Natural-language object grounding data
BEGIN
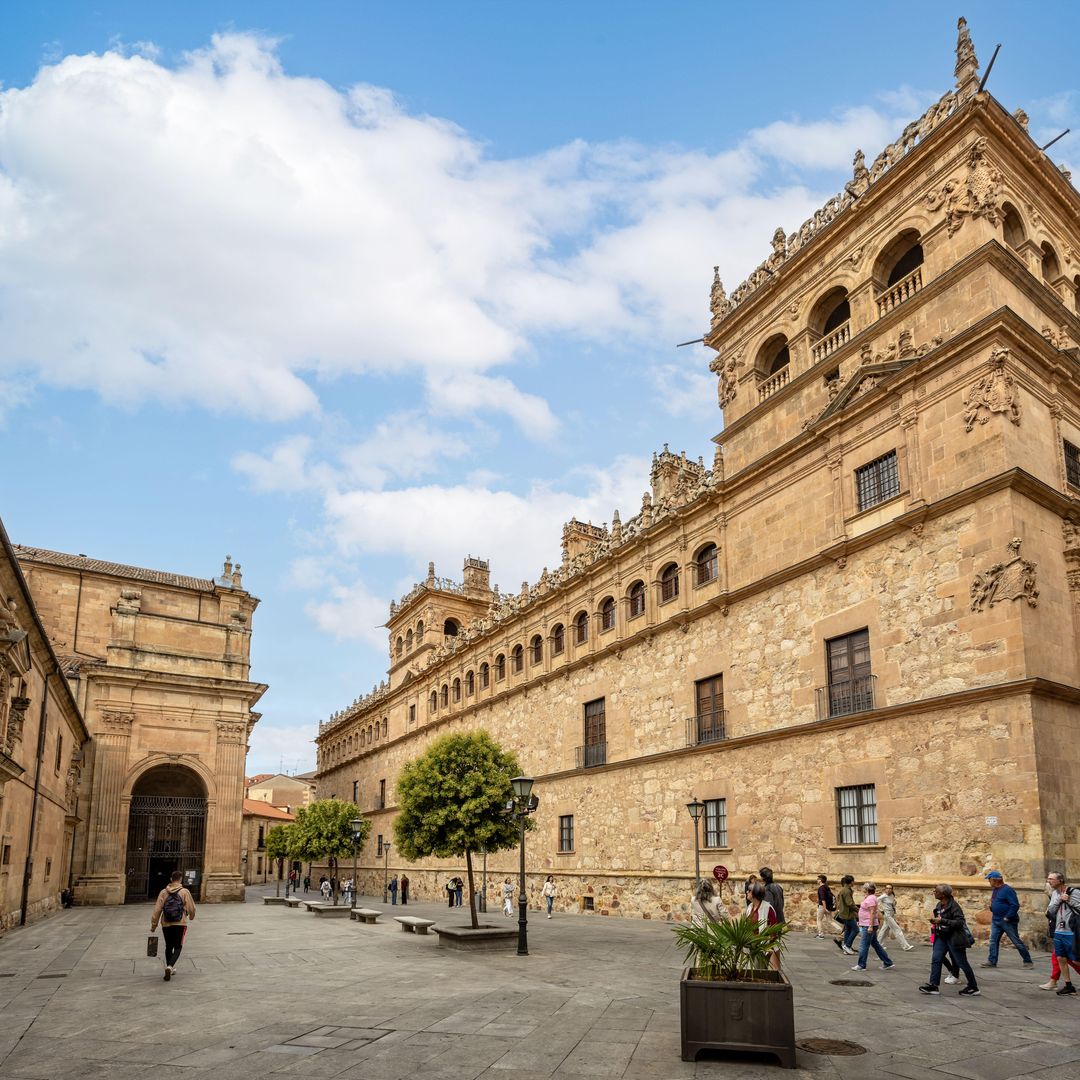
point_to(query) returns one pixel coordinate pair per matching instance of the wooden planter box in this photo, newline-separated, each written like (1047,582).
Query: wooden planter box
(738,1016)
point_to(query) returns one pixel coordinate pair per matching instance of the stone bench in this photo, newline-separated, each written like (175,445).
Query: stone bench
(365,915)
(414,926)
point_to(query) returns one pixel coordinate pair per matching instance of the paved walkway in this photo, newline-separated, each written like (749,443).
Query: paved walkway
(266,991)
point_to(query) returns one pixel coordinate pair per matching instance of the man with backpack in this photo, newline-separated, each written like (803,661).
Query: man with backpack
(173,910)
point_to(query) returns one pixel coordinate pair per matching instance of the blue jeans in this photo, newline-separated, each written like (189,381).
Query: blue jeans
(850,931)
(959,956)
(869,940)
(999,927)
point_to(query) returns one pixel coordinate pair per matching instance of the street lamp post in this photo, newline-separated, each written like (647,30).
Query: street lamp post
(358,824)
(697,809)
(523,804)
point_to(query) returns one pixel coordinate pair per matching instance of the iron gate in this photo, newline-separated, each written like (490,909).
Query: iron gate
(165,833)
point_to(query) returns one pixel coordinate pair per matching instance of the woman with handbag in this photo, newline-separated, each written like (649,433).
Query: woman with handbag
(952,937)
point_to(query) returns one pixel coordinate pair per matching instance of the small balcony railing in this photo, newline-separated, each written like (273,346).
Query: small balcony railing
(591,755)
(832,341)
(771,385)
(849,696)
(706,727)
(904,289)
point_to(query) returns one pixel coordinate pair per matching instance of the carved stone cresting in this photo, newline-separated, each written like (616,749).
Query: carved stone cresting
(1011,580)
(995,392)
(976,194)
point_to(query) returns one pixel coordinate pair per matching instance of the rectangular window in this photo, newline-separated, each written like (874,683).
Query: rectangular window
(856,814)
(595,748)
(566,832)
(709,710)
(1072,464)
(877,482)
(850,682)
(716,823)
END
§ Activity:
In the copy, omit the pictures and reproduce every entry exactly.

§ Finished task:
point_to(query) returns one pixel coordinate pair per matching instance of the wooden planter box in this photo, newline-separated, each written like (1047,582).
Query: wooden planter box
(738,1016)
point_to(query) returns one pixel coordinate pair per matching instance of the stone bench in this photo, newline-separated, each written like (175,445).
Query: stone bench
(365,915)
(414,926)
point_to(query) returns one pixel coordinate pair per matching instance of the paved walkway in this photo, newline-separated, each written like (749,443).
Query: paved walkway
(266,991)
point_to(query) returns one pixel coordinate pair per matching instance of the man with backpack in this photo, newline-separated, each written like (803,661).
Query: man with backpack
(173,910)
point_to(query) returns one pixel coordinate pair per matching instance of the blue jeans in this photo, newline-separated, each written like (189,381).
Query: blue jeans
(850,931)
(959,956)
(869,940)
(999,927)
point_to(query) returns one pixel coordinate pair per matching instance of the street lamp post in this photo, newline-separated, each written like (647,30).
Query: street lamp post
(358,824)
(697,809)
(523,804)
point_to(query) returns one pixel coordinate pair per matching instance of the iron gate in this photo, newline-separated, each written like (490,909).
Query: iron gate
(165,833)
point_to(query) returns one pixel coordinate pair per matching instance of the woman with handbag in this photo, newline-separated, each written like (649,433).
Query: woman with handbag
(952,937)
point_to(query) returns one pixel coordinate pair per matching instance of the small balcony railing in this photo, newline-separated, each written like (273,346).
Query: small balcony railing
(591,755)
(832,341)
(771,385)
(849,696)
(706,727)
(904,289)
point_to(query) returns one pixel coordinate pair per matching instance of the carved stone cresting in this photo, newline-separated, each written like (616,749).
Query: carved stone cresting
(1011,580)
(995,392)
(976,194)
point_to(query) returns one pixel coordinate pair per matching instance of the rectangular window in this photo, newline-separated, each written like (874,683).
Query: rectangular window
(856,814)
(595,748)
(566,832)
(709,710)
(1072,464)
(877,482)
(850,682)
(716,823)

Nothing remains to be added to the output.